▸ **GIVEN PROBLEM A**:
Do these statements agree with the passage on Christian faith below? (i) Christian faith has been directed primarily to a set of creedal definitions. (ii) The stream of Christian thought and progress has never been twice the same. (iii) Jesus's personality is likened to the moon. Answer yes or no for each, quoting the words of the passage that decide it.

─── PAGE

That this attitude is critically perilous to the integrity of the Christian movement will at once be obvious to any one whose own spiritual experience is centered in Christ. From the beginning until now the faith of Christian people has been primarily directed, not to a set of abstract principles, nor to a set of creedal definitions, but to a Person. Christians have been people believing in Jesus Christ. This abiding element has put unity into Christian history. The stream of Christian thought and progress has never been twice the same, yet for all that it has been a continuous stream and not an aimless, sprawling flood, and this unity and consistency have existed for one reason chiefly: the influence of the personality of Jesus. Folk may have been Romanists or Protestants, ritualists or Quakers, reactionaries or progressives, but still they have believed in Jesus. His personality has been the sun around which even in their differences they have swung like planets in varying orbits. Take the personality of Jesus out of Christian history and what you have left is chaos.

──────
─── GIVEN RECORDS

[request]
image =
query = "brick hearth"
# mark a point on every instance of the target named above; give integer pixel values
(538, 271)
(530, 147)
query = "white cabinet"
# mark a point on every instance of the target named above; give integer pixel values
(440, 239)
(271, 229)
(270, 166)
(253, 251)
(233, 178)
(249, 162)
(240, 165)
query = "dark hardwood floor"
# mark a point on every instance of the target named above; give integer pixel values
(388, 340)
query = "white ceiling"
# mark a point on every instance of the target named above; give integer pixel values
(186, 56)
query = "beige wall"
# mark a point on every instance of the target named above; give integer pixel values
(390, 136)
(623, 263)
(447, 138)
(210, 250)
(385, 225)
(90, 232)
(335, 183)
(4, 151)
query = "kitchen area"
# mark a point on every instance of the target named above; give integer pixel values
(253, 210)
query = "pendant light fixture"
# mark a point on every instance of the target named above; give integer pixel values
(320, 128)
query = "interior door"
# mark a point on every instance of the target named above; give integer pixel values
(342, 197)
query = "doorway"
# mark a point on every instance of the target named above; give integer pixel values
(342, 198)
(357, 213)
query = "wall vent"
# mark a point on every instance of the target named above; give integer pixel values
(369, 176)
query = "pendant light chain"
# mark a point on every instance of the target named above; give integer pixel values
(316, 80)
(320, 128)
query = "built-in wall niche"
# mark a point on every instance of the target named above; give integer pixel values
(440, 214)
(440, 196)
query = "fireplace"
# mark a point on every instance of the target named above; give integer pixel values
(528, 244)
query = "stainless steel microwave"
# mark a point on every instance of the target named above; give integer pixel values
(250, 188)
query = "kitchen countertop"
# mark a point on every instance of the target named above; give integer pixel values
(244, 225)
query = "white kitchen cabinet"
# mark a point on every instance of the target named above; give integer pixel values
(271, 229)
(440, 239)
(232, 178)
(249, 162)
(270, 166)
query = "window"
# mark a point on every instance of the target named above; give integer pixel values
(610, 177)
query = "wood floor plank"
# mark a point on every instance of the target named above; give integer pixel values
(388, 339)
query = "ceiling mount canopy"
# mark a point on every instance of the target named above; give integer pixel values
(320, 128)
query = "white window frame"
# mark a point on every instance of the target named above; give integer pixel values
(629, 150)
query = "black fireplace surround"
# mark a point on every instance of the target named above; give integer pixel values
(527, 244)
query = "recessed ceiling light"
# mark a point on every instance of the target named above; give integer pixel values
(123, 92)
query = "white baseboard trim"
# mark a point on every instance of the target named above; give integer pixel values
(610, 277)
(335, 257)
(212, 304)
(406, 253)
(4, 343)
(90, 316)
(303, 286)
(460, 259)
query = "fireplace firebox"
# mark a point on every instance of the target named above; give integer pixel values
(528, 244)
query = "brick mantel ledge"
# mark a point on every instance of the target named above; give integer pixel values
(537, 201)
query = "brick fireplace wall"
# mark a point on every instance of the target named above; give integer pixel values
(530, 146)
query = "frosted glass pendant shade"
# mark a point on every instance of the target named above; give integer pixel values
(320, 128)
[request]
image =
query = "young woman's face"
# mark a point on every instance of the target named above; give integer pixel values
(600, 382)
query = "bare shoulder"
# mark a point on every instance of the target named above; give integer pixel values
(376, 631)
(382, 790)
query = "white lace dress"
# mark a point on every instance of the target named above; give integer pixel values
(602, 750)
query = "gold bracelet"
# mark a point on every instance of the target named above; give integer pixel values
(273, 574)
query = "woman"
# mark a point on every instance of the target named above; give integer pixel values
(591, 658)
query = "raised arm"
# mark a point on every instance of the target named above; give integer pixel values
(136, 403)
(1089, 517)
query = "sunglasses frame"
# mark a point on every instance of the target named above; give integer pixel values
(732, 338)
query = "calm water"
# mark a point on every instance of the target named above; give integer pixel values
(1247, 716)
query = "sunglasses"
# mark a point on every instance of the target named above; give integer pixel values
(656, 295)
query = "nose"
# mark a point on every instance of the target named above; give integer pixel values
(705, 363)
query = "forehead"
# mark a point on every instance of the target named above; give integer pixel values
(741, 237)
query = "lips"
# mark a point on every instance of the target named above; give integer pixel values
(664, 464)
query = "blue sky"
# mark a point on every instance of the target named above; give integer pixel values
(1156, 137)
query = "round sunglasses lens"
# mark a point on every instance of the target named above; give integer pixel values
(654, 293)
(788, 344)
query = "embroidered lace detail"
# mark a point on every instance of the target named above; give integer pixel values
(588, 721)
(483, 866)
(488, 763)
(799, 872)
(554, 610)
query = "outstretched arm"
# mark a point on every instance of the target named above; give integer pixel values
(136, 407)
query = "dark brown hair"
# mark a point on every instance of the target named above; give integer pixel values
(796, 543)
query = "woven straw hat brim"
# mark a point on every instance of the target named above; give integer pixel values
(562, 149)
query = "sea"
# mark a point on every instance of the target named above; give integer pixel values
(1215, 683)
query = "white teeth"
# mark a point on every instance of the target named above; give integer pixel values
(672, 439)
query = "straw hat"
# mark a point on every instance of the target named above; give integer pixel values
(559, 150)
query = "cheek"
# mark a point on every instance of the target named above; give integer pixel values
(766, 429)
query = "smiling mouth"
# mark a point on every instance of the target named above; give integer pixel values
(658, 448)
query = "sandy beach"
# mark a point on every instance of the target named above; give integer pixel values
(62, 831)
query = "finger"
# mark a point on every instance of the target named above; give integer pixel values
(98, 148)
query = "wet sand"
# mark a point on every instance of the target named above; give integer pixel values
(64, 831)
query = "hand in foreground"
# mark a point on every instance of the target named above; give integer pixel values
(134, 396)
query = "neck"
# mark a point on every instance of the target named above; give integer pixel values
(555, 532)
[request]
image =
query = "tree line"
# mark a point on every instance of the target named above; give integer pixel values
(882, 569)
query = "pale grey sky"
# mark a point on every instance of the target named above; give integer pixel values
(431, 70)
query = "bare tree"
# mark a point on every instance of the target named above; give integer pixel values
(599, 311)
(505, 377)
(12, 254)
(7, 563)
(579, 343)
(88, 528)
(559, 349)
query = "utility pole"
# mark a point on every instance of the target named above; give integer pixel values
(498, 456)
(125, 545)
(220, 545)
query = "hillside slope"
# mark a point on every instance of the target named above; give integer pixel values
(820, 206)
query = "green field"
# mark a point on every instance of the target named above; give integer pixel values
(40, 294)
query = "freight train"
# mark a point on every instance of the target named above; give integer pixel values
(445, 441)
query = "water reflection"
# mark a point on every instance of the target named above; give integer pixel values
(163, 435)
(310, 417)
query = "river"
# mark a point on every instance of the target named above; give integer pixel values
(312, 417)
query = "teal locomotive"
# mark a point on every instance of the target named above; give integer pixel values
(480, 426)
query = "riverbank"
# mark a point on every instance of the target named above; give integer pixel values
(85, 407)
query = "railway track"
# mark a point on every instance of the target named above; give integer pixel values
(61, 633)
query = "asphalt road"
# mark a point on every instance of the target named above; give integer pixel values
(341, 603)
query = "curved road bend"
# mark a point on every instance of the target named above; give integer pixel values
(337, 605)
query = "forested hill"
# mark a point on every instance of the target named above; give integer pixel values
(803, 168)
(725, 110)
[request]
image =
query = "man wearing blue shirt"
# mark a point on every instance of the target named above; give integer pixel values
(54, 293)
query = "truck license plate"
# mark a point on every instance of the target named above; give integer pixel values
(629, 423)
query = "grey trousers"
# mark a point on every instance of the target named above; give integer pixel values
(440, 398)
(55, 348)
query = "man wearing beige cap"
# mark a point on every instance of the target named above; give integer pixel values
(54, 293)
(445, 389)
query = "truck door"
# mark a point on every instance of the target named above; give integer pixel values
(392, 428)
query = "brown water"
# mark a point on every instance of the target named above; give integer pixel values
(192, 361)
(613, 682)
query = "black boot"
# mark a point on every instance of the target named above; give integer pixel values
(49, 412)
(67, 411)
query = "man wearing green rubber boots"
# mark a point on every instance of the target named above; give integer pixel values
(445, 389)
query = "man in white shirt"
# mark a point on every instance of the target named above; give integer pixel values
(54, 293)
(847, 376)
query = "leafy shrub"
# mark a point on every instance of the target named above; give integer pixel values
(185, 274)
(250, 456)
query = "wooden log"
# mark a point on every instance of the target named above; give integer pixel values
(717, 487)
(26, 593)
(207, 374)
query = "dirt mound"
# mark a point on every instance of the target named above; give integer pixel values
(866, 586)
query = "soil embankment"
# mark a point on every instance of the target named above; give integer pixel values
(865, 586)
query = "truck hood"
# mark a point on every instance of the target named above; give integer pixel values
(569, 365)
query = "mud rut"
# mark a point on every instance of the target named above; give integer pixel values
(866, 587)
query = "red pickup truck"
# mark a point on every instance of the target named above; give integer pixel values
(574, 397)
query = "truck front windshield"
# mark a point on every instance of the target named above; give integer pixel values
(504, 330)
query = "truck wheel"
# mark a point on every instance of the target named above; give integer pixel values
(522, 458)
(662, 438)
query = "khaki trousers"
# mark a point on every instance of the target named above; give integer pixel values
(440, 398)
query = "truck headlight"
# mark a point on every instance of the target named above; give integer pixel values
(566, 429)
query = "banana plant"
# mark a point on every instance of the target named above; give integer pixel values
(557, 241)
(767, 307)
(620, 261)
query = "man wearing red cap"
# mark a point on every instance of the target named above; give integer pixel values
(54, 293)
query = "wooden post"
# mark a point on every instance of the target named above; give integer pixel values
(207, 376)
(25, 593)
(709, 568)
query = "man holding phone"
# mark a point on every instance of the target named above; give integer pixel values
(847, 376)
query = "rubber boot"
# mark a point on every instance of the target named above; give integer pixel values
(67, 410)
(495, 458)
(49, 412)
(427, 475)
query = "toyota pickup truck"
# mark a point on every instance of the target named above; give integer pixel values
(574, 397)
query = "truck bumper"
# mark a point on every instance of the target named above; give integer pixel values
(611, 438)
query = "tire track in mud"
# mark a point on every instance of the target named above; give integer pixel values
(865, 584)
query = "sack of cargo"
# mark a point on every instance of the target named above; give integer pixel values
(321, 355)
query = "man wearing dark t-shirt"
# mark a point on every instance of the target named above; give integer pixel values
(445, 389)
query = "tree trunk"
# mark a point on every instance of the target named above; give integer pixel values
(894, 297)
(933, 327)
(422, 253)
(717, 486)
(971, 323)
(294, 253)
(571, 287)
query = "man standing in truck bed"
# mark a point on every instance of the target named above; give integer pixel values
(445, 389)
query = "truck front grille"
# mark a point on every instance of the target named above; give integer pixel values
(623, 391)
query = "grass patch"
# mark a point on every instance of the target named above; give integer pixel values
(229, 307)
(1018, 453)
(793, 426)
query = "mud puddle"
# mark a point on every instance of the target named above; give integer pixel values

──────

▸ **GIVEN PROBLEM B**:
Can you pull out every line of the records above that contains the string "window"? Case counts.

▸ **EXERCISE ANSWER A**:
(i) No: "not to a set of abstract principles, nor to a set of creedal definitions, but to a Person."
(ii) Yes: "The stream of Christian thought and progress has never been twice the same"
(iii) No: "His personality has been the sun around which even in their differences they have swung like planets in varying orbits."

▸ **EXERCISE ANSWER B**:
query = "window"
query = "white window frame"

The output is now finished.